WRITTEN PROBLEM: Put the lines of the records below, from the line with "Practice. Find the black car" up to and including the line with "Target: black car body", into a JSON list of strings with one string per line. Skip blank lines and leave out the pictures.

INPUT DATA:
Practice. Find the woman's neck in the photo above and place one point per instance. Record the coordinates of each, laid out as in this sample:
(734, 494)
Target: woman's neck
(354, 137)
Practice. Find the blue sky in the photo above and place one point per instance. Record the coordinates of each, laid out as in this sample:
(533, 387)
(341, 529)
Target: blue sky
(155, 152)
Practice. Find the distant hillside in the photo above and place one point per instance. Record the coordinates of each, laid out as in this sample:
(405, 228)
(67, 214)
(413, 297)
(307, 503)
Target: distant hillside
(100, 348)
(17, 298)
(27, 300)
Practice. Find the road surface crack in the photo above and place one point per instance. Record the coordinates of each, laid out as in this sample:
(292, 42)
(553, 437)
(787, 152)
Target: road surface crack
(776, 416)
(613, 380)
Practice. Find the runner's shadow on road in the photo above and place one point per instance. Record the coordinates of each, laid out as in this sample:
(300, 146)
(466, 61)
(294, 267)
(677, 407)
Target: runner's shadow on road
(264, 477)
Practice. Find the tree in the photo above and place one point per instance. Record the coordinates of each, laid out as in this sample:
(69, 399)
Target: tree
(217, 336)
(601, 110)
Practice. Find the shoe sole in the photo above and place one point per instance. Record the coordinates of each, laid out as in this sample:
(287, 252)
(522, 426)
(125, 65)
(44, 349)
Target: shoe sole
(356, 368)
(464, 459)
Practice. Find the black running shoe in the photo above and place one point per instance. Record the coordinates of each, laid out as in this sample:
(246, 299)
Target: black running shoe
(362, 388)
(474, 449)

* * *

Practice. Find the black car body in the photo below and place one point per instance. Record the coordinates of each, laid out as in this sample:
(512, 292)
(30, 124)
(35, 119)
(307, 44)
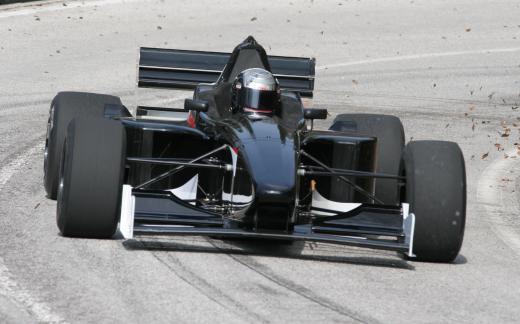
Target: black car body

COMPLETE OUTPUT:
[
  "Practice. Find the black car body in the photo below and place one point per instance. Record the coordinates of each, laid out as in this sample:",
  "(512, 292)",
  "(30, 124)",
  "(35, 119)",
  "(307, 44)",
  "Target: black car body"
]